PROBLEM REQUIREMENTS: Reproduce only the rows that begin at the line containing "yellow reflective vest" and stop after the line containing "[[640, 273, 782, 551], [406, 215, 536, 330]]", requests included. Rescale every bounding-box coordinate in the answers by multiplying it by 0.35 and rounding to the nearest whole number, with halves rounded up.

RECORD EXCERPTS:
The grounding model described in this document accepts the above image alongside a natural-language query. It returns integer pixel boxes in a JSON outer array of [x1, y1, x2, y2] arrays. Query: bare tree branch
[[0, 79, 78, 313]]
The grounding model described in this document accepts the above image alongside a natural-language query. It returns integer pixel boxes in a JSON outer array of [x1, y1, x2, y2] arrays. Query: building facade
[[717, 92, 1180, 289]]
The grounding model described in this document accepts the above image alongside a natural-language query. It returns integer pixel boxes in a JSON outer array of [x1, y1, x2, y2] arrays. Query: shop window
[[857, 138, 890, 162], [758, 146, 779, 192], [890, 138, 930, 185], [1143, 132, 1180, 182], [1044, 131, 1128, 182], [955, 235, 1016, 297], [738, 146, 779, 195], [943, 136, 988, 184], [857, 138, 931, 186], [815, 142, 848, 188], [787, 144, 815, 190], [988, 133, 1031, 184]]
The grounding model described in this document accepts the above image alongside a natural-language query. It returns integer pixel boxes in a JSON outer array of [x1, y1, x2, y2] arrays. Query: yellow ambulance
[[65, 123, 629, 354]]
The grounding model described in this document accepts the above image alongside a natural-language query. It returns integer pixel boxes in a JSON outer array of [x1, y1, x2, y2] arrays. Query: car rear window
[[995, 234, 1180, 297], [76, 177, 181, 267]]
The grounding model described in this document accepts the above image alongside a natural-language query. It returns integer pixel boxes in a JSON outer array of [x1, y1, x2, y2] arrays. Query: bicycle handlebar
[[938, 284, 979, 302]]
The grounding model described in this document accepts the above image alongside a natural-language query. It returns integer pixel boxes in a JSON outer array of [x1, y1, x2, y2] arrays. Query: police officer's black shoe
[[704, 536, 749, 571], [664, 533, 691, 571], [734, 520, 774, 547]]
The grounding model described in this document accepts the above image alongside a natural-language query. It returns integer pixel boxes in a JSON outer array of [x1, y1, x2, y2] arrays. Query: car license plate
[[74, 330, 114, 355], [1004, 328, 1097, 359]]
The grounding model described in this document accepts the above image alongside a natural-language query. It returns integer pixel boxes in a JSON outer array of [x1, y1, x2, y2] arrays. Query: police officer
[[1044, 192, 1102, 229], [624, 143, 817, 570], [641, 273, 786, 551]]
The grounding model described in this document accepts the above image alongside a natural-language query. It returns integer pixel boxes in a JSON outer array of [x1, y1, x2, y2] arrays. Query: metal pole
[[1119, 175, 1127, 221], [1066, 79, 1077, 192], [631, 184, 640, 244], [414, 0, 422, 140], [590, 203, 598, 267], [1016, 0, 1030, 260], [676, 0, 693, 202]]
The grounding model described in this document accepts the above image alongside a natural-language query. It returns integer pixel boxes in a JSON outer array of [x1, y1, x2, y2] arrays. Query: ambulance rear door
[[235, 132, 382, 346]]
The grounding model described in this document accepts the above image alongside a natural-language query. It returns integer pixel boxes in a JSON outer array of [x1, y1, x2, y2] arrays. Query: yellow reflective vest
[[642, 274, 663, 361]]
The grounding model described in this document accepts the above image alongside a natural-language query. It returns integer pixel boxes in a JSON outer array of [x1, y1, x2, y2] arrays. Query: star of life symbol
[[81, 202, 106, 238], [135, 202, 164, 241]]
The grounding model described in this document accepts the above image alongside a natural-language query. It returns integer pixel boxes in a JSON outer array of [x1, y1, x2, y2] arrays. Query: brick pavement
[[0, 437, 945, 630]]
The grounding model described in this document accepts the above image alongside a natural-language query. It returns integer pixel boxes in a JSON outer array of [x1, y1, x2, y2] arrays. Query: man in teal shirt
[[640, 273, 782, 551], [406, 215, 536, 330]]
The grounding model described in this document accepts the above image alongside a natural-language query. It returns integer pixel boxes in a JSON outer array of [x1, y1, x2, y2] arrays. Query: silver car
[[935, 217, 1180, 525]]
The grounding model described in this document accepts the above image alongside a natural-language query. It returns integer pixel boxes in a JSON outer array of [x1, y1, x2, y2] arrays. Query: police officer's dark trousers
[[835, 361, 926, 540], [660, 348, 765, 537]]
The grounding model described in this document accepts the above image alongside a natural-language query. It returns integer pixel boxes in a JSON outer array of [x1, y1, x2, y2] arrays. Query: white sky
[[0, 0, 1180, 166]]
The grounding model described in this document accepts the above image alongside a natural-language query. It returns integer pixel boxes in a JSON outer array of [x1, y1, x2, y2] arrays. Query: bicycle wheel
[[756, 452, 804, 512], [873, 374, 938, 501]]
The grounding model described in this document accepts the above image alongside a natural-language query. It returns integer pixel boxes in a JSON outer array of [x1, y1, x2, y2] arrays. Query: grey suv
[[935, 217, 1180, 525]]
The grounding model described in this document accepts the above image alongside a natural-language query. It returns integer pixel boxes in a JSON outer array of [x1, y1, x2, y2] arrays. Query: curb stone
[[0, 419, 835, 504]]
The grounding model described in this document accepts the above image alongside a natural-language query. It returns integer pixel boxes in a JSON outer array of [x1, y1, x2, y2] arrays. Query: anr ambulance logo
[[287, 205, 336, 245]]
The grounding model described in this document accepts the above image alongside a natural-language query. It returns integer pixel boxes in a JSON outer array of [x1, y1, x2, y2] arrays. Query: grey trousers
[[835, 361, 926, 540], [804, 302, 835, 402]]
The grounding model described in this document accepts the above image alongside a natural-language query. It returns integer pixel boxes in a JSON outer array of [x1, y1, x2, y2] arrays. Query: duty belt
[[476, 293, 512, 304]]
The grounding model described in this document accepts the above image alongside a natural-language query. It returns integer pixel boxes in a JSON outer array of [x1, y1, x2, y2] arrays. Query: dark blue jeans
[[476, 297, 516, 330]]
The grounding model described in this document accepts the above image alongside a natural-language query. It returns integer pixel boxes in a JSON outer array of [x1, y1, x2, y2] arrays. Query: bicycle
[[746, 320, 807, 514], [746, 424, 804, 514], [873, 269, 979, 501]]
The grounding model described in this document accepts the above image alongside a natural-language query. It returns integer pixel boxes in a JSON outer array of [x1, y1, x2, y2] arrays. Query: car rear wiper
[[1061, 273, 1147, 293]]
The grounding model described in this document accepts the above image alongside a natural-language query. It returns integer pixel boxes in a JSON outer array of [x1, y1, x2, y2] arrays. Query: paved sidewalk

ANSWER:
The grounding model described in this document accepts the above image alongside a natural-language query. It returns integer pixel boxes in a JSON outer array of [x1, y1, x2, y2] arrays. Query: yellow reflective vest
[[225, 96, 232, 126]]
The grounding model described in this document accepts the above image alongside a natural-language query. It returns integer pixel boxes in a JSON outer array of [x1, y1, x2, y2] arrays. Query: star of life symbol
[[28, 71, 37, 83], [47, 71, 57, 84]]
The grounding model described in this document accepts the above image alongside a natural-language query. It returns integer pixel boxes in a JSON outer array of [x1, y1, x2, y2] arrays. Query: brick pavement
[[0, 153, 331, 221]]
The grounding model described in this document accepts the above image alongside a natural-language query. It returns integer pixel boxes in a JSON outer array of [x1, y1, x2, y2] arrays. Query: man in teal shirt
[[224, 96, 274, 193], [142, 75, 188, 116]]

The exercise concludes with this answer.